**Work to complete**
Leave out the pictures and output the data verbatim.
(Supplied material begins)
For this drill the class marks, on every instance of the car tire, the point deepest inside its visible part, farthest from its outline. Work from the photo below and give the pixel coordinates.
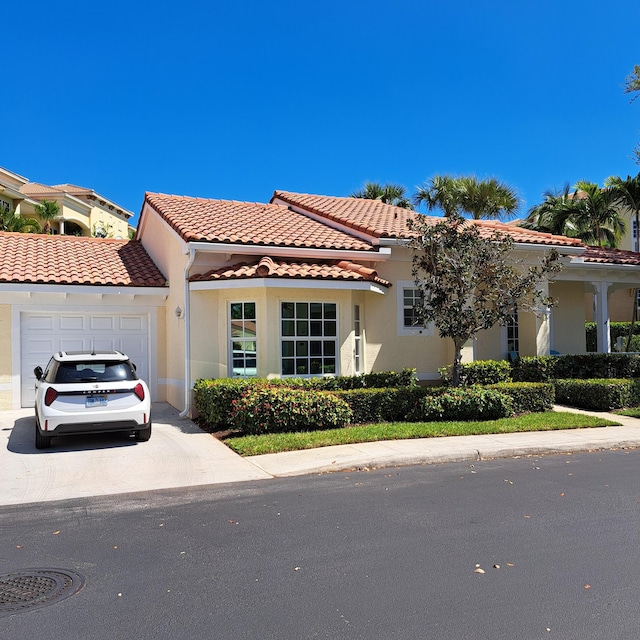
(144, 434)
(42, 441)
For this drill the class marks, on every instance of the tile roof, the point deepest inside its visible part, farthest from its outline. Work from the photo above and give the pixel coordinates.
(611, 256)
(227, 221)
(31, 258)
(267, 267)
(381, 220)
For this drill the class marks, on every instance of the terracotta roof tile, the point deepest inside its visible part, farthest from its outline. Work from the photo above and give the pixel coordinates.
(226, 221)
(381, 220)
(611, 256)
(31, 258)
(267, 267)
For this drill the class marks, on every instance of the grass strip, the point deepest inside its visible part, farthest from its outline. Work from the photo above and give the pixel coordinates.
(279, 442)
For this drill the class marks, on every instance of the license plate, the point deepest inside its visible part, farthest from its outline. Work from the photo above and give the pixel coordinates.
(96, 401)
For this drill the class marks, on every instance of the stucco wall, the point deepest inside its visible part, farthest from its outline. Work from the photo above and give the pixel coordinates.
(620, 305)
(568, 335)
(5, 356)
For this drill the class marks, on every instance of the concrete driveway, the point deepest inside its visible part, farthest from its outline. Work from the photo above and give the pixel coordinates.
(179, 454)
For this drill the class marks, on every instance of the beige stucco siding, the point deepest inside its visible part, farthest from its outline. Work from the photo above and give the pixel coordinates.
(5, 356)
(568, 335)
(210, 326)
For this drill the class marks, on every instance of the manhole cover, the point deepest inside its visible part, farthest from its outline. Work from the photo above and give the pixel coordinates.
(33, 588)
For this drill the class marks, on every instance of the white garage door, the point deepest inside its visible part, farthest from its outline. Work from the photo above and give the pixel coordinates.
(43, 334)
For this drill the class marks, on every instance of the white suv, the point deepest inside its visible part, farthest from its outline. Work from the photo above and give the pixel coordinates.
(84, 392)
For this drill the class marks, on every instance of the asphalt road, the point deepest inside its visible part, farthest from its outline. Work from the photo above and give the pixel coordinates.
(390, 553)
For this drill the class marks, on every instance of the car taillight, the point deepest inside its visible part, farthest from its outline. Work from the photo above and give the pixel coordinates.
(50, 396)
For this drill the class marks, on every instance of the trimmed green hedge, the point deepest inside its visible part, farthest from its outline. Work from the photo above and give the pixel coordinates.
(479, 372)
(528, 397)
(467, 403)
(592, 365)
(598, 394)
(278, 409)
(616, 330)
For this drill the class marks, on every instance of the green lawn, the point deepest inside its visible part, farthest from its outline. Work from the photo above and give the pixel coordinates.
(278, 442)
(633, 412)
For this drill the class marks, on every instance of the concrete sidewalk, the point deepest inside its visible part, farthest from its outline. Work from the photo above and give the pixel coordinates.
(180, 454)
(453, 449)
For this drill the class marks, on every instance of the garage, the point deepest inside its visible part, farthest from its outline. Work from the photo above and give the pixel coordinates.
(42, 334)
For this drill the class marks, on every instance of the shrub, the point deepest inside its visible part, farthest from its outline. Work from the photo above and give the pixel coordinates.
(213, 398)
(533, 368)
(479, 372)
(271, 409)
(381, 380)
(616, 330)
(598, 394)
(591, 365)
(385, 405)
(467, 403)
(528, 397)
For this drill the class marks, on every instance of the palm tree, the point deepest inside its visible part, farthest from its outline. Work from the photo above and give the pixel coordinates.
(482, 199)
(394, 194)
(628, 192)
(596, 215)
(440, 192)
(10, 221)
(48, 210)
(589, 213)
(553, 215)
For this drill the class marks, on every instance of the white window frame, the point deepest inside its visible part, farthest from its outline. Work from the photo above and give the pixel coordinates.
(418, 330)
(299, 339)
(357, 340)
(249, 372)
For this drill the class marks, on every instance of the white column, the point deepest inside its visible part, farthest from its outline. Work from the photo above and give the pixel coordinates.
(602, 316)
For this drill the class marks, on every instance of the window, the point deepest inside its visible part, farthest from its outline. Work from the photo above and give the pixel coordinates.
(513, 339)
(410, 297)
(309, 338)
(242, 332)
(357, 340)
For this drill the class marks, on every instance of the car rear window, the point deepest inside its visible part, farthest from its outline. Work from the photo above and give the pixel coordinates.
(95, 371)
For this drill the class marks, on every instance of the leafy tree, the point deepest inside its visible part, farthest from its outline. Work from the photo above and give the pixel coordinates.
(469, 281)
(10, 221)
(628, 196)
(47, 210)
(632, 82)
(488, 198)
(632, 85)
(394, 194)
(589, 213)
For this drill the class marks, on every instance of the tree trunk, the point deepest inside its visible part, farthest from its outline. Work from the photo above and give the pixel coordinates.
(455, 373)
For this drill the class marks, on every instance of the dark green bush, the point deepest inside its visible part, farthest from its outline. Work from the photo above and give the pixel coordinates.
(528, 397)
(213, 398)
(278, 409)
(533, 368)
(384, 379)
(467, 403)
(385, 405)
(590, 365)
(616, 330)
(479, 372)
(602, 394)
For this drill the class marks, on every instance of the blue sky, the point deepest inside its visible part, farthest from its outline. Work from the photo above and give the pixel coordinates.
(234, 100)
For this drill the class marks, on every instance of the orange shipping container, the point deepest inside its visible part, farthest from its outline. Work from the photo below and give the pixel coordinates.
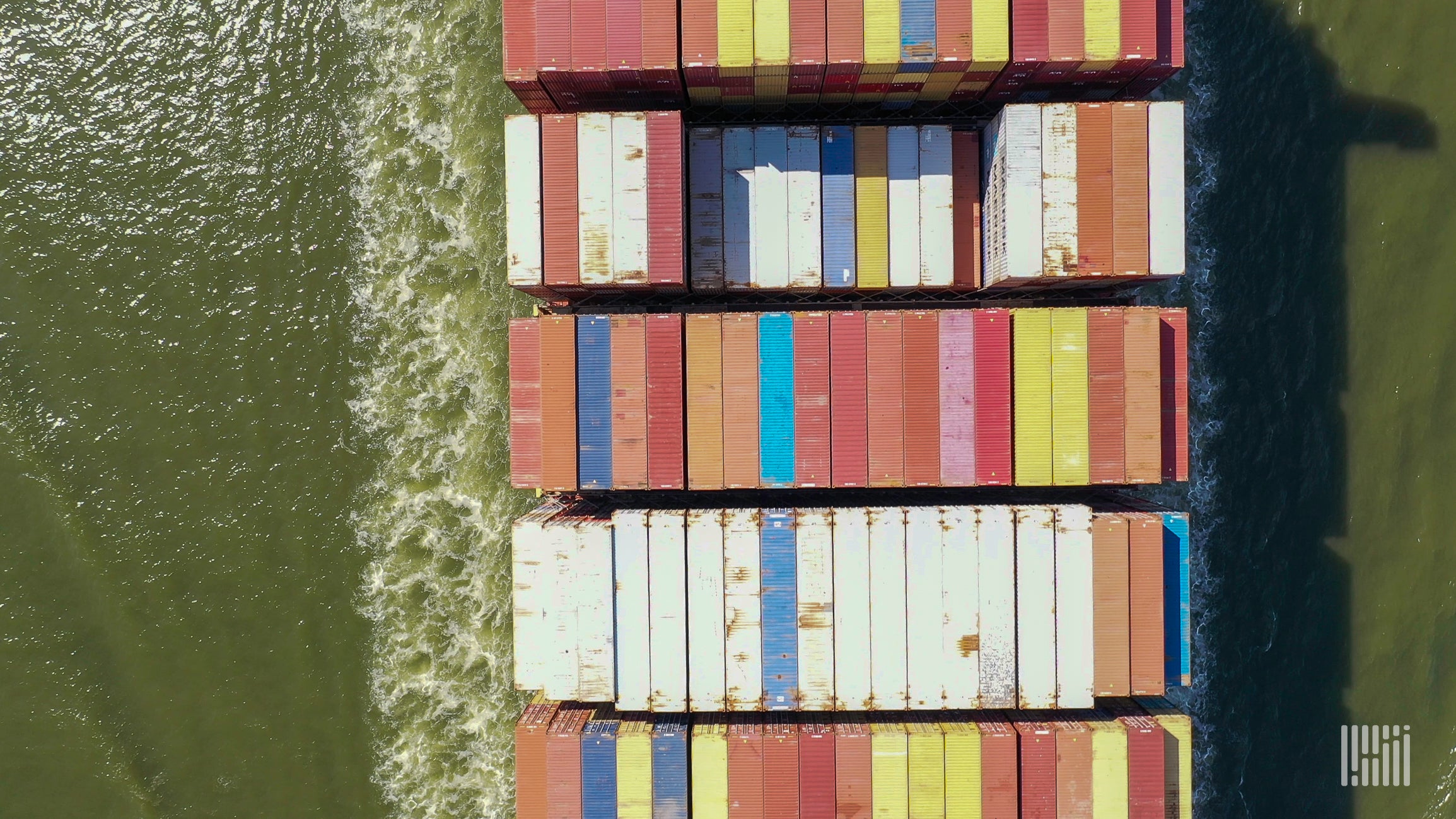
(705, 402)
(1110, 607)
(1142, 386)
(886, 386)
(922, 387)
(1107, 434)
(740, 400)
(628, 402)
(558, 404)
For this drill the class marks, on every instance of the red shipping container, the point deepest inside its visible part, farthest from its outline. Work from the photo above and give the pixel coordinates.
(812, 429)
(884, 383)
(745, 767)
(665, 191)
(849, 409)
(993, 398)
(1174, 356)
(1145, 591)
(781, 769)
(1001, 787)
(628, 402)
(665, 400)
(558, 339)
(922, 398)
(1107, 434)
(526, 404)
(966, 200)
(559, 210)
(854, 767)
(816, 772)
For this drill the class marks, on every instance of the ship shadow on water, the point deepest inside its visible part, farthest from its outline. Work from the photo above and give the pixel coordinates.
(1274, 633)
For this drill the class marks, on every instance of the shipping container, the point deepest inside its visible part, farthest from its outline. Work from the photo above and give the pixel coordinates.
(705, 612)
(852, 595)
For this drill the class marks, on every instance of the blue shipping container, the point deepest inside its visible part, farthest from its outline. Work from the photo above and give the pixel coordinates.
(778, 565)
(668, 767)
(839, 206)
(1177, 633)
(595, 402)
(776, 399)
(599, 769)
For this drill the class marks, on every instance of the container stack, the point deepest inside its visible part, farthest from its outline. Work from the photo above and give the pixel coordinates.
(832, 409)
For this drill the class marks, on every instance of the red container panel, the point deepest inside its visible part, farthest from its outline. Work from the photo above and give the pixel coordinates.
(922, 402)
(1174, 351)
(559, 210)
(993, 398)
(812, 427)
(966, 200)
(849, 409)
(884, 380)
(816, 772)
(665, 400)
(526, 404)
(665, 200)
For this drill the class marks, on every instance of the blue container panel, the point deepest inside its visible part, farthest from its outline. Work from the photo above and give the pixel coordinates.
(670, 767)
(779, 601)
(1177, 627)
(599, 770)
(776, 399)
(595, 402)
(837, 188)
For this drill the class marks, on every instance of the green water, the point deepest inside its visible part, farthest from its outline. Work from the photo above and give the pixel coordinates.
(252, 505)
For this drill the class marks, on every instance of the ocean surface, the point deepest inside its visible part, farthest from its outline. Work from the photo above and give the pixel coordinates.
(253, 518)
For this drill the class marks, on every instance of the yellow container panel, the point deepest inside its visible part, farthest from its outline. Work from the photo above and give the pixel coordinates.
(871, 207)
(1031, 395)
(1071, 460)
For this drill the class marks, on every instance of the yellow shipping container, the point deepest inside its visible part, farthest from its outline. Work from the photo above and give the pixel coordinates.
(Supplied material ends)
**Task result**
For this drill the class marks, on every instance of the car tire, the point deepest inside its visible part, farthest from its outline. Work from the photo below and give the pixel coordinates.
(144, 434)
(42, 441)
For this drill the class marks, on every instance of the tile roof, the point deepest inside its visible part, farthest from its outline. Work from the photo above and give the pixel coordinates.
(611, 256)
(227, 221)
(31, 258)
(267, 267)
(381, 220)
For this drill the class marks, on every instance of the terracotta roof tile, the point deepest inside its visible part, farthest from its outline. Work from the photo above and give the pixel coordinates.
(226, 221)
(381, 220)
(611, 256)
(31, 258)
(267, 267)
For this drill the class marks, on every instance of the grass strip, the point deepest inside its visible part, farthest from its outline. Work from the photo above and give the pixel coordinates.
(279, 442)
For this drill the class marks, on every instance of the license plate, the point deepest inside its visible part, farthest from its outline. Work from the photo above and give the pixel coordinates.
(96, 401)
For this drill the class marks, on every instance of the stucco wall, the point deepest inside its visible part, farthest from its outline. Work from the photo above and give the pixel coordinates.
(620, 305)
(568, 335)
(5, 356)
For this drill the class marks, on every instance of the concrete driveway, the point deepest inside its visible part, farthest from its outline. Work from the photo above and give the pixel coordinates.
(179, 454)
For this drill the class marks, on every instance of the beige stucco siding, the point deepest inside its visible part, farthest from its outline. Work from the photo above and give the pixel coordinates.
(5, 356)
(568, 335)
(210, 326)
For this drill the class marks, on every instance of the manhole cover, the point deepest inside its visible part, farthest from its outline. Work from the photo above and give the pixel coordinates.
(33, 588)
For this drill the class marks, on every instance of the white garage door, the point deepest inside its visible part, farthest from its outline. Work from the photo above and give the pixel coordinates.
(43, 334)
For this drill the class marks, on every instance of the white suv, the point deepest inside its visible part, farthest from its outline. Work from the photo above and give the pixel coordinates.
(84, 392)
For this drill the class marks, on every instance of the asphalt road, the point deepest inside its visible part, farthest from its outline. Work from the photo above and give the pixel coordinates.
(390, 553)
For this drill the class marks, on every instance of the car taillight, the point deepest inside its visible part, farthest from its outline. Work from the photo above and give the pixel coordinates.
(50, 396)
For this drill the class marks, on every instance of the trimmed green hedge, the point deepest inside its visible part, farthest from its outline. Work from the photo above and give the pixel coordinates.
(479, 372)
(528, 397)
(467, 403)
(592, 365)
(598, 394)
(278, 409)
(616, 330)
For this drill the class marks, on every instance of the green lawn, the point deepest inside its visible part, farthest from its outline. Work from the photo above and give the pixel coordinates.
(278, 442)
(633, 412)
For this drill the class marks, on every instance of the concrete sidewalk, the point deepest inside its visible part, farthest from its outline. Work from the photo above and give the pixel coordinates.
(180, 454)
(453, 449)
For this drill the class marks, on every instance of the garage, the point deepest inside its visible part, farthest from its outline. Work from the photo above and give the pixel coordinates.
(42, 334)
For this drill the class marks, on every instance of the shrub, the point deepest inside its visible part, farthest from its outline. Work from the photo above and give the pixel coordinates.
(213, 398)
(533, 368)
(479, 372)
(271, 409)
(381, 380)
(616, 330)
(598, 394)
(591, 365)
(385, 405)
(467, 403)
(528, 397)
For this drill the class marks, on every instance of the palm tree, the point deepest inside its visible part, farthest from its outline. Work from the photo above and give the pixel coordinates.
(482, 199)
(394, 194)
(628, 192)
(596, 215)
(440, 192)
(10, 221)
(48, 210)
(589, 213)
(553, 215)
For this drill the class marks, on every instance of the white window frame, the point deepest inside its visible part, farthest from its outline. Work from the photo above and give the pixel coordinates.
(418, 330)
(299, 339)
(357, 340)
(249, 372)
For this drill the class marks, on every instance of the white column, the point deepest inside its visible part, farthest from its outline. Work from the photo above and give the pixel coordinates.
(602, 316)
For this drill the class marks, on every instance of the window, the point deepest inside its visible part, farthest from its outline. Work from the photo above and give the pixel coordinates.
(513, 339)
(410, 297)
(309, 338)
(242, 332)
(357, 340)
For this drill the class marks, on every instance of the car rear window, the point deepest inside its visible part, farthest from its outline. Work from the photo above and give the pixel coordinates.
(95, 371)
For this drill the class marks, on every instance of the leafy tree, the point deepest inside its visible part, farthest from its outline. Work from the photo above and give the pixel coordinates.
(469, 281)
(10, 221)
(628, 196)
(47, 210)
(632, 82)
(488, 198)
(632, 85)
(394, 194)
(589, 213)
For this drill the class marks, on every instance of the tree trunk, the point deepest inside its visible part, farthest from its outline. Work from the photo above and give the pixel coordinates.
(455, 373)
For this drill the class marks, on every instance of the dark green bush, the point deepest inside its visible part, farthest from its outline. Work from the photo above and give the pixel coordinates.
(528, 397)
(213, 398)
(278, 409)
(533, 368)
(384, 379)
(467, 403)
(385, 405)
(590, 365)
(616, 330)
(479, 372)
(602, 394)
For this drill the class marks, on every instance of the blue sky, the point deepest inside its visible part, farthest from its outline. Work from the photo above and give the pixel coordinates.
(234, 100)
For this drill the class marks, on every instance of the orange shipping container, the point deepest inside its visible part, farthest from its outline. Work from the photo below and give the pixel coordinates.
(705, 402)
(1110, 607)
(1142, 386)
(886, 386)
(922, 387)
(1107, 434)
(740, 400)
(628, 402)
(558, 404)
For this drill the class marks, on every instance of the red shipping container, the point deepest inside its visible part, farthest from its outline. Work from the photo above and give the pixel coordinates.
(812, 429)
(884, 383)
(745, 767)
(665, 191)
(849, 409)
(993, 398)
(1174, 356)
(1145, 591)
(781, 769)
(1001, 787)
(628, 402)
(665, 400)
(558, 339)
(922, 398)
(1107, 434)
(526, 404)
(966, 200)
(559, 210)
(854, 767)
(816, 772)
For this drill the class marks, on every instance of the ship shadow on water, the point deepest inside its visible part, farthest from its outline. Work from the photo above and give the pixel coordinates.
(1274, 633)
For this drill the class marks, on every instance of the shipping container, the point deepest inside its visible part, farthest from its outline. Work from the photo above and give the pixel coordinates.
(705, 612)
(852, 595)
For this drill the class marks, on every instance of the blue shipping container, the point deepest inside its visible part, farthest from its outline. Work from the photo above and give the pixel coordinates.
(778, 565)
(668, 767)
(839, 206)
(1177, 633)
(595, 402)
(776, 399)
(599, 769)
For this drill the class marks, on every instance of the container stack, the point deepest inside its visible part, farthest from its outline. Work from the photo above and give the pixel coordinates.
(832, 409)
For this drill the class marks, on every instance of the red container panel, the point deepest inside its visible part, farthest from its outline. Work from the photo above and give the pixel coordinates.
(922, 402)
(1174, 351)
(559, 210)
(993, 398)
(812, 427)
(966, 200)
(849, 409)
(884, 380)
(816, 772)
(665, 400)
(526, 404)
(665, 200)
For this drill the class marks, on every instance of the blue container panel, the point deepest inside its visible part, farthest from its outline. Work from the photo above and give the pixel coordinates.
(670, 767)
(779, 601)
(1177, 627)
(599, 770)
(776, 399)
(595, 402)
(837, 188)
For this drill the class marks, on every instance of the green water, the point deepest inside its visible part, farthest from its outline. Work from the photo above and give the pixel coordinates.
(252, 505)
For this drill the class marks, on every instance of the ocean surface, the point deepest inside its visible part, farthest from its outline. Work from the photo above and give the pixel coordinates.
(253, 518)
For this drill the class marks, on every instance of the yellow container panel, the point deepest inside its visible part, farthest from its outline. Work from the photo above and give the pixel coordinates.
(871, 207)
(1031, 395)
(1071, 460)
For this drill the class marks, on every instance of the yellow shipping container, the point deepest inside its visible part, farthest from its outline. Work from the photo above and give the pixel coordinates.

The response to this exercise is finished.